[BEGIN Dataset rows]

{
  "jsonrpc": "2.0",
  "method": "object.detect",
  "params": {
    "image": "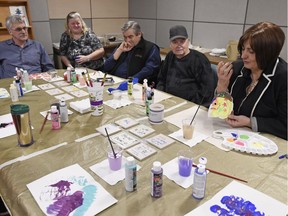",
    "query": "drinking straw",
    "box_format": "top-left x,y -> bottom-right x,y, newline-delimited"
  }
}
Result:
193,164 -> 248,183
190,91 -> 207,125
105,128 -> 116,158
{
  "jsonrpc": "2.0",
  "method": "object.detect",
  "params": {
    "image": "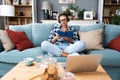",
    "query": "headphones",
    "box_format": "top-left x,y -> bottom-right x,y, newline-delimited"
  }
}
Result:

[END Dataset rows]

= Exercise description =
Return each line of the rows that contains the string "query".

= Full solution =
    "query": "drinking straw",
    "query": "headphones",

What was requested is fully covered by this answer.